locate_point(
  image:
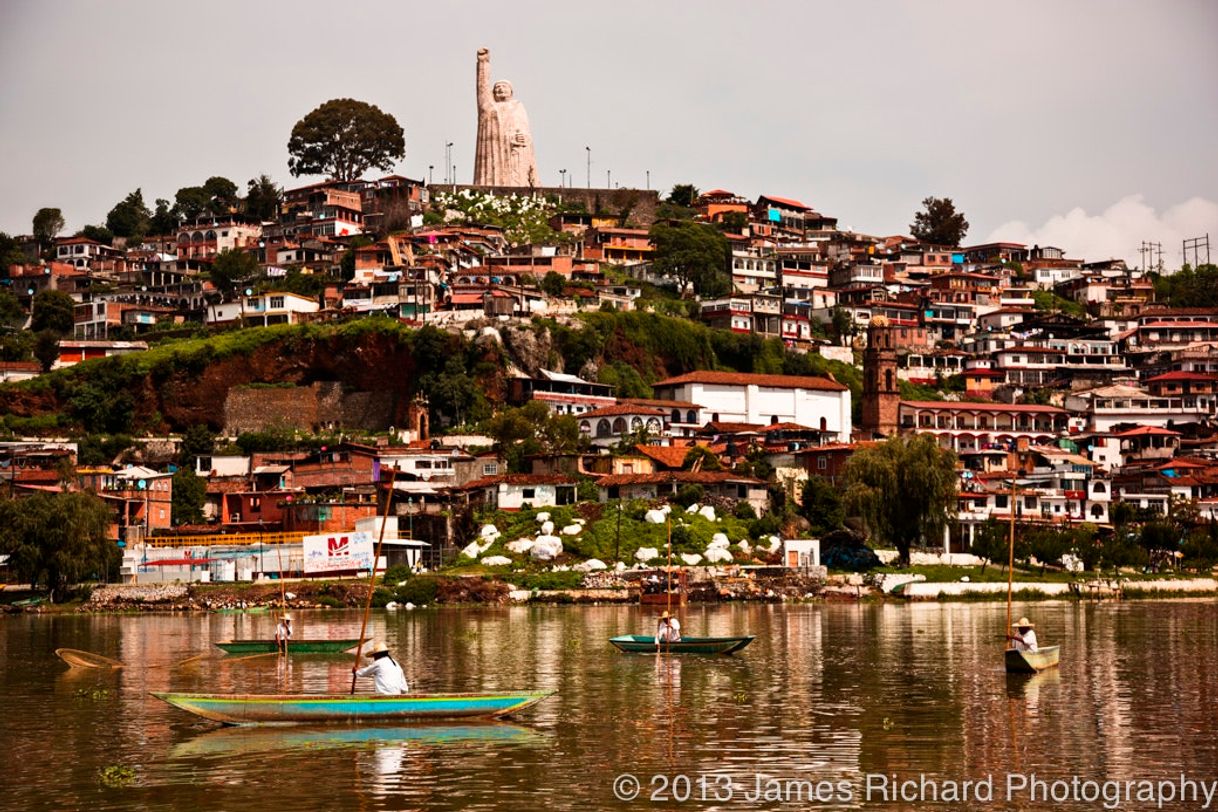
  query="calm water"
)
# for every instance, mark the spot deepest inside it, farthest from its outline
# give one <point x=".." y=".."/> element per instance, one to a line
<point x="826" y="693"/>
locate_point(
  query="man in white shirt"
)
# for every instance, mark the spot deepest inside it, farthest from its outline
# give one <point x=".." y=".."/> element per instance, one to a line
<point x="385" y="672"/>
<point x="283" y="633"/>
<point x="668" y="631"/>
<point x="1026" y="639"/>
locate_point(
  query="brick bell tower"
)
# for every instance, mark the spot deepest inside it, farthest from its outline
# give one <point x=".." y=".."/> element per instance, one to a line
<point x="881" y="392"/>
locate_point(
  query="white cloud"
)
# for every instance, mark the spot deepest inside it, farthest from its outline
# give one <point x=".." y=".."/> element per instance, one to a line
<point x="1119" y="230"/>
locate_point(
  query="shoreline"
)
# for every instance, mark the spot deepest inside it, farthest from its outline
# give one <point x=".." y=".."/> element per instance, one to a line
<point x="490" y="591"/>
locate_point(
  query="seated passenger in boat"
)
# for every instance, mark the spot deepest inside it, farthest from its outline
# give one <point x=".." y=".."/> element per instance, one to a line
<point x="669" y="630"/>
<point x="385" y="672"/>
<point x="1026" y="637"/>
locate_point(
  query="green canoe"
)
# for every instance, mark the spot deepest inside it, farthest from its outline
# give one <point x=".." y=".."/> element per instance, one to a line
<point x="294" y="647"/>
<point x="646" y="644"/>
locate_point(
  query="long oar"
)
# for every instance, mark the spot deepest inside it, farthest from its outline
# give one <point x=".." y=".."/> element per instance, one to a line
<point x="372" y="577"/>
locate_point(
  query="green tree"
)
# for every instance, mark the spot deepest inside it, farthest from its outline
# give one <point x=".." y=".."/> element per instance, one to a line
<point x="553" y="283"/>
<point x="230" y="268"/>
<point x="693" y="253"/>
<point x="262" y="199"/>
<point x="165" y="218"/>
<point x="904" y="490"/>
<point x="342" y="139"/>
<point x="57" y="539"/>
<point x="52" y="311"/>
<point x="222" y="195"/>
<point x="129" y="218"/>
<point x="821" y="505"/>
<point x="683" y="195"/>
<point x="939" y="223"/>
<point x="98" y="234"/>
<point x="189" y="496"/>
<point x="48" y="224"/>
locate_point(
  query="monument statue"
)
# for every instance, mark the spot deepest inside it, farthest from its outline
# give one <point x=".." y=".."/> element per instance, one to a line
<point x="504" y="152"/>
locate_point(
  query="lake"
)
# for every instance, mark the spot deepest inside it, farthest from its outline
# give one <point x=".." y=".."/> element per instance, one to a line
<point x="832" y="706"/>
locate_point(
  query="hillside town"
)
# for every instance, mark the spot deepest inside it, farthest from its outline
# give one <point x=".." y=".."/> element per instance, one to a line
<point x="1063" y="375"/>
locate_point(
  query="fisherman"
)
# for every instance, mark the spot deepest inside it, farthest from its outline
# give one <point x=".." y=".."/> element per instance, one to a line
<point x="668" y="631"/>
<point x="283" y="633"/>
<point x="385" y="671"/>
<point x="1026" y="639"/>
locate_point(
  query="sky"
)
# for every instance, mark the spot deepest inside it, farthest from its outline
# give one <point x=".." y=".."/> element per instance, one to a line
<point x="1088" y="124"/>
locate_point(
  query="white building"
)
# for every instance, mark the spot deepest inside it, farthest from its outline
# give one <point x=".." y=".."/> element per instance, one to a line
<point x="739" y="397"/>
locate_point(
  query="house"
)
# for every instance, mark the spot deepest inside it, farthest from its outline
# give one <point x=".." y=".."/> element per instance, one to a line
<point x="716" y="485"/>
<point x="739" y="397"/>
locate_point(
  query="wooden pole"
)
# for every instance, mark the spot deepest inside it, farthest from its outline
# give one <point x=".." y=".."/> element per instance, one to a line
<point x="372" y="575"/>
<point x="1010" y="569"/>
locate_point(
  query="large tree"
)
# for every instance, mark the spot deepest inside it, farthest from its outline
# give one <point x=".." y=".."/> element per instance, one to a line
<point x="262" y="199"/>
<point x="693" y="253"/>
<point x="48" y="224"/>
<point x="130" y="218"/>
<point x="52" y="311"/>
<point x="57" y="539"/>
<point x="342" y="139"/>
<point x="939" y="223"/>
<point x="904" y="490"/>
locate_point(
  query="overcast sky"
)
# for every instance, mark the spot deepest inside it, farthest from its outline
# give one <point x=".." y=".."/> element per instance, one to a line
<point x="1087" y="124"/>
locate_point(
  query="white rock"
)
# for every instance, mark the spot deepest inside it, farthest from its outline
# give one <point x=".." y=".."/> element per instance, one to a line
<point x="520" y="546"/>
<point x="546" y="548"/>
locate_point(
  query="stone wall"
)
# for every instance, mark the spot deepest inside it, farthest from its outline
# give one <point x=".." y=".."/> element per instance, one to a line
<point x="320" y="406"/>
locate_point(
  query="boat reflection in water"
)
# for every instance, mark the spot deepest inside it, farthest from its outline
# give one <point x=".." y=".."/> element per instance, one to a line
<point x="245" y="740"/>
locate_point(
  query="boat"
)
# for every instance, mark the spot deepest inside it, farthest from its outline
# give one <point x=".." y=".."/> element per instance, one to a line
<point x="294" y="647"/>
<point x="646" y="644"/>
<point x="229" y="742"/>
<point x="1029" y="662"/>
<point x="350" y="709"/>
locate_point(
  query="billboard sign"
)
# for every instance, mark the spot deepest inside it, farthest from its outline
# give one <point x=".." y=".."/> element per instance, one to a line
<point x="337" y="552"/>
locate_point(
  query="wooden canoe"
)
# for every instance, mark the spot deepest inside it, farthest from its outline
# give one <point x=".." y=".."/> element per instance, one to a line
<point x="646" y="644"/>
<point x="1029" y="662"/>
<point x="350" y="709"/>
<point x="294" y="647"/>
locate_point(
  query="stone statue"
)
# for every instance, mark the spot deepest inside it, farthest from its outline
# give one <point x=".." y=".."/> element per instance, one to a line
<point x="504" y="154"/>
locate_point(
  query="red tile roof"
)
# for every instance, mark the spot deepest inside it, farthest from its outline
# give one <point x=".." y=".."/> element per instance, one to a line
<point x="748" y="379"/>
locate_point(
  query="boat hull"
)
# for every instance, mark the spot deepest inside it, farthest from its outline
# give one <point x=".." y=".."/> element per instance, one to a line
<point x="350" y="709"/>
<point x="1029" y="662"/>
<point x="646" y="644"/>
<point x="294" y="647"/>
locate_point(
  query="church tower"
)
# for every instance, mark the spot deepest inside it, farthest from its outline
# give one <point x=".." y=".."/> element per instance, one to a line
<point x="881" y="392"/>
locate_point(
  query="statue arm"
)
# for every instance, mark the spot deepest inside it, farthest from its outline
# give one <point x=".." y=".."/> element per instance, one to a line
<point x="484" y="79"/>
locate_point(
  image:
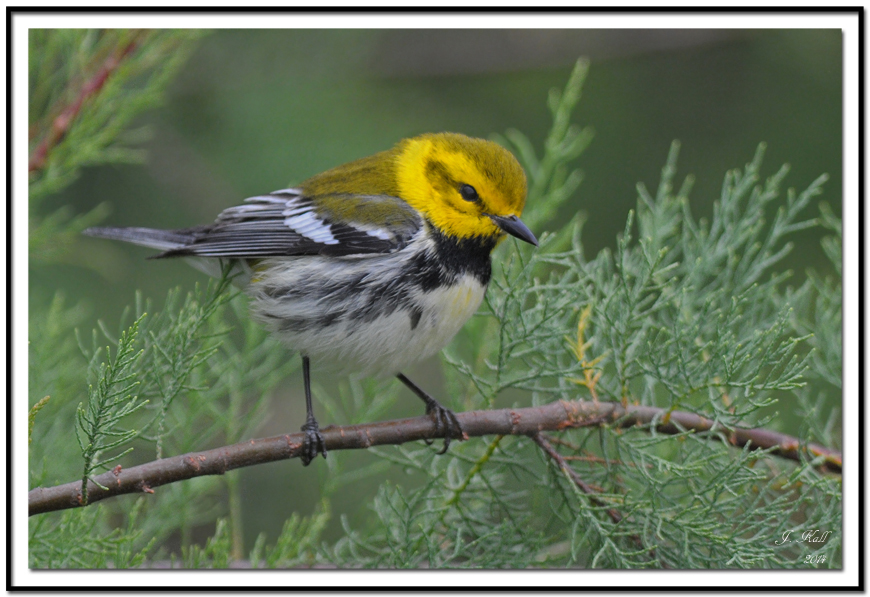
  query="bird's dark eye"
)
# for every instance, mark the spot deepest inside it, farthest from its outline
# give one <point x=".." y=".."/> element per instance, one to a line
<point x="468" y="193"/>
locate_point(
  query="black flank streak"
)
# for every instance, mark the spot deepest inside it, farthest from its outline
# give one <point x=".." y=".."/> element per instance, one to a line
<point x="415" y="315"/>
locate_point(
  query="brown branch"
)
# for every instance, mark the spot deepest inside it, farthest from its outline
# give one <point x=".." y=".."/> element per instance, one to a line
<point x="555" y="416"/>
<point x="62" y="122"/>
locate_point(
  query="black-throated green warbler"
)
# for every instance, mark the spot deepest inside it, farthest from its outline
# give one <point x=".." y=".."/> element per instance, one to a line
<point x="371" y="266"/>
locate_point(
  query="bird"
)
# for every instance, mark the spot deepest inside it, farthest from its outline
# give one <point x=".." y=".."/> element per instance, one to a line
<point x="369" y="267"/>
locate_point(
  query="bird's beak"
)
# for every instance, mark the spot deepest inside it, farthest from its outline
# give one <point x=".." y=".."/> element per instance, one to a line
<point x="515" y="227"/>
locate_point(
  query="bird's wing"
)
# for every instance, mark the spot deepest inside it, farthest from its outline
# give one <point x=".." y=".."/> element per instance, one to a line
<point x="287" y="222"/>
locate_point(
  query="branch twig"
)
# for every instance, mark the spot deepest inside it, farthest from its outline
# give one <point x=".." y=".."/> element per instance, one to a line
<point x="555" y="416"/>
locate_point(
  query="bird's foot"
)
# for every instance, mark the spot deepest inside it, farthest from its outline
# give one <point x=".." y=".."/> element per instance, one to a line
<point x="313" y="444"/>
<point x="446" y="422"/>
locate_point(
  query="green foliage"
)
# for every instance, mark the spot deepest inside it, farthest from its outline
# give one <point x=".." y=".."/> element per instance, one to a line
<point x="85" y="88"/>
<point x="684" y="313"/>
<point x="110" y="400"/>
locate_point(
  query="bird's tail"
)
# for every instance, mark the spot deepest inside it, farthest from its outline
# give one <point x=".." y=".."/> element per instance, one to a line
<point x="169" y="241"/>
<point x="164" y="240"/>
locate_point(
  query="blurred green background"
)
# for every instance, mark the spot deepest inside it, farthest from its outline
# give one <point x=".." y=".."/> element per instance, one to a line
<point x="254" y="111"/>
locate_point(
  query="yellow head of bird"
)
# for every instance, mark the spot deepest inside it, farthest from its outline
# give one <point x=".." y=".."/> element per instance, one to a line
<point x="466" y="187"/>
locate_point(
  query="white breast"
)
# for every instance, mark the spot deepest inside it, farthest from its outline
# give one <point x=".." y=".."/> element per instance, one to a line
<point x="384" y="343"/>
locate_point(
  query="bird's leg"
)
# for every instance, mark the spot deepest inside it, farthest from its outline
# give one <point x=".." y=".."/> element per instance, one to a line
<point x="313" y="442"/>
<point x="445" y="420"/>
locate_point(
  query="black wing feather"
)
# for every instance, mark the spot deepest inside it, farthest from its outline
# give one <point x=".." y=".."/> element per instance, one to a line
<point x="286" y="223"/>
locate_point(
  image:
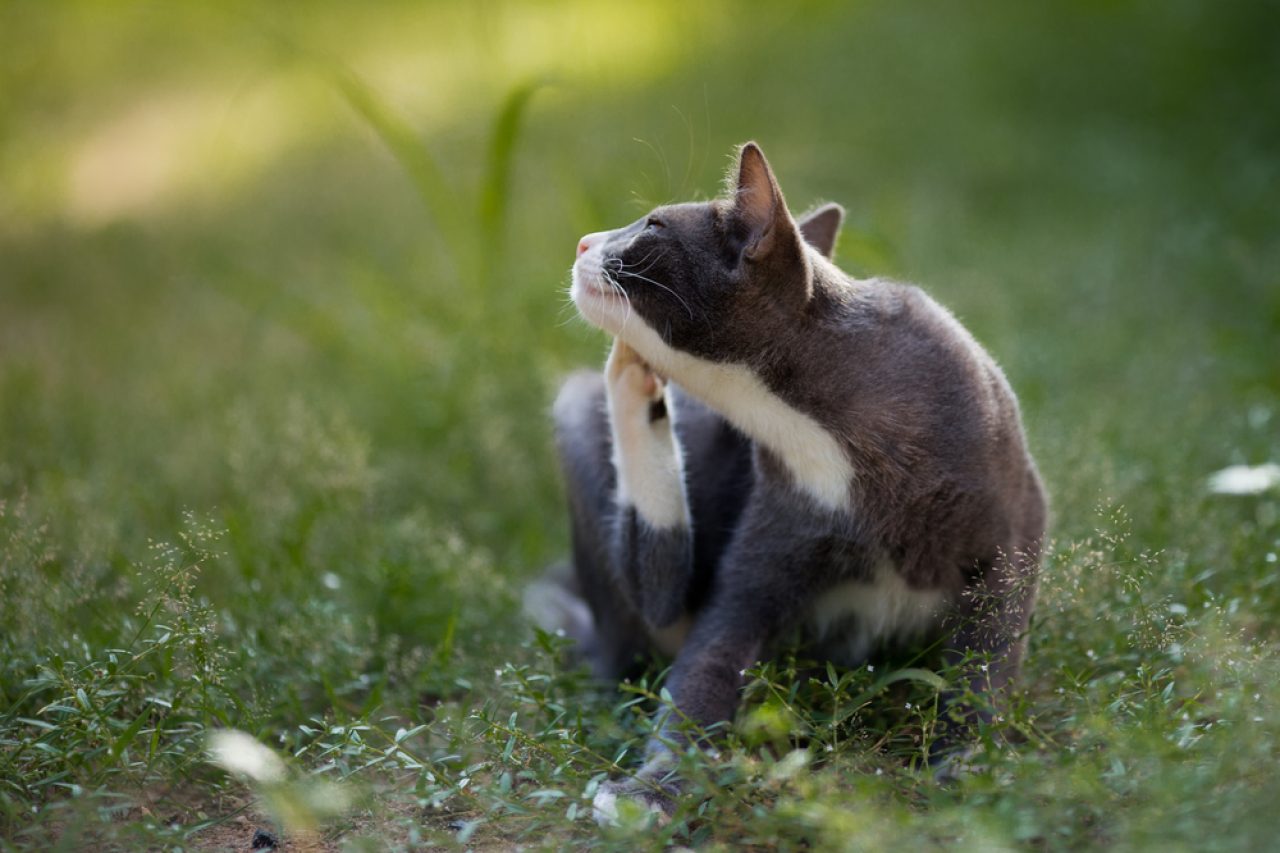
※
» **Work to be completed**
Collect each line of the entries that has the word "green", copying it in full.

» **Task result**
  query="green canoe"
  query="green tree"
  query="black-throated green warbler"
  query="green foliage"
  query="blurred green background"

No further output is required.